━━━ STUDY MATERIAL

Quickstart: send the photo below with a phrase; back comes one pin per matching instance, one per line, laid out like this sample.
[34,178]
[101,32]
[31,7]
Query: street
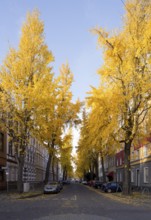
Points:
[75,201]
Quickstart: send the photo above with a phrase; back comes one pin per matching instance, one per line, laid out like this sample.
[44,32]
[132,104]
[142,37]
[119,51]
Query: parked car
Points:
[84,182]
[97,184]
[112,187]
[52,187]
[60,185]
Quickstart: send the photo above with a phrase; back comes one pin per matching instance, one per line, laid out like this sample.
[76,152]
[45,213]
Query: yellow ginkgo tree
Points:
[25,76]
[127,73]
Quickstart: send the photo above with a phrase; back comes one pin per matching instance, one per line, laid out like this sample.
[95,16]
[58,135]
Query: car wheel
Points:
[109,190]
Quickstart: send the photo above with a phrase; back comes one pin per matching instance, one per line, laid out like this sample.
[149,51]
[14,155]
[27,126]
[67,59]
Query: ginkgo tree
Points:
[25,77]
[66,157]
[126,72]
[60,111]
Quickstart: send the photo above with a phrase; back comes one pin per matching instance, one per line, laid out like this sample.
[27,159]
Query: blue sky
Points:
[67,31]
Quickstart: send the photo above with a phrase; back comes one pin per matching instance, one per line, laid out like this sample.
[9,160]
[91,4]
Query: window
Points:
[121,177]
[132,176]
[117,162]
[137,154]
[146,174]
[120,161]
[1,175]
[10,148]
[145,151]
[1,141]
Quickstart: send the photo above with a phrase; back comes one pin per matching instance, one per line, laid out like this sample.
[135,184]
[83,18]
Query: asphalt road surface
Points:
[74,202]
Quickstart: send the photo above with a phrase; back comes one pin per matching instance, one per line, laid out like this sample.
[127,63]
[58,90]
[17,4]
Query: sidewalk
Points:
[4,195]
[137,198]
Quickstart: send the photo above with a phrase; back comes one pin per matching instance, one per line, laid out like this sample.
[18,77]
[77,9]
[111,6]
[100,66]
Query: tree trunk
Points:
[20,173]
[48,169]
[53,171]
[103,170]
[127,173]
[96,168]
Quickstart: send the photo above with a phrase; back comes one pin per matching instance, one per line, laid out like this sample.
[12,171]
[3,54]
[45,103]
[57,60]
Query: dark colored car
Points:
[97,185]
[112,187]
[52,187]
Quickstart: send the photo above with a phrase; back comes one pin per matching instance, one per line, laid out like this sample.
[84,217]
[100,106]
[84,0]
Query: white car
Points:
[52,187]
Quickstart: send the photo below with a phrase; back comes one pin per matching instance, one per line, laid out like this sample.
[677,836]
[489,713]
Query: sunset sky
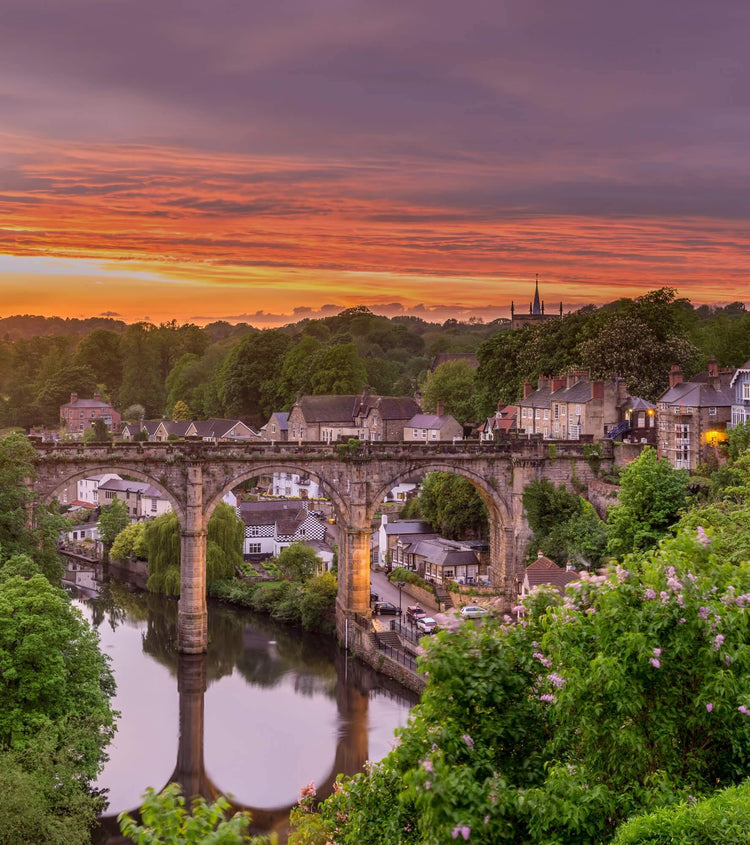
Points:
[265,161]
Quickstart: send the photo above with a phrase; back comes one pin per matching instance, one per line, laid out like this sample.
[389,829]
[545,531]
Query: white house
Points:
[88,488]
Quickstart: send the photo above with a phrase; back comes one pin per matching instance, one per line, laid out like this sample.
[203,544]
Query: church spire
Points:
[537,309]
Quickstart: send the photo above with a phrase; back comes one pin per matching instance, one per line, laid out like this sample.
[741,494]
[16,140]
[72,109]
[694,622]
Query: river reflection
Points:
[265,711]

━━━━━━

■ TASK BRIEF:
Report each line of the entries where the word "ginkgo" occurs.

■ ANSWER AREA:
Query: yellow ginkgo tree
Query: ginkgo tree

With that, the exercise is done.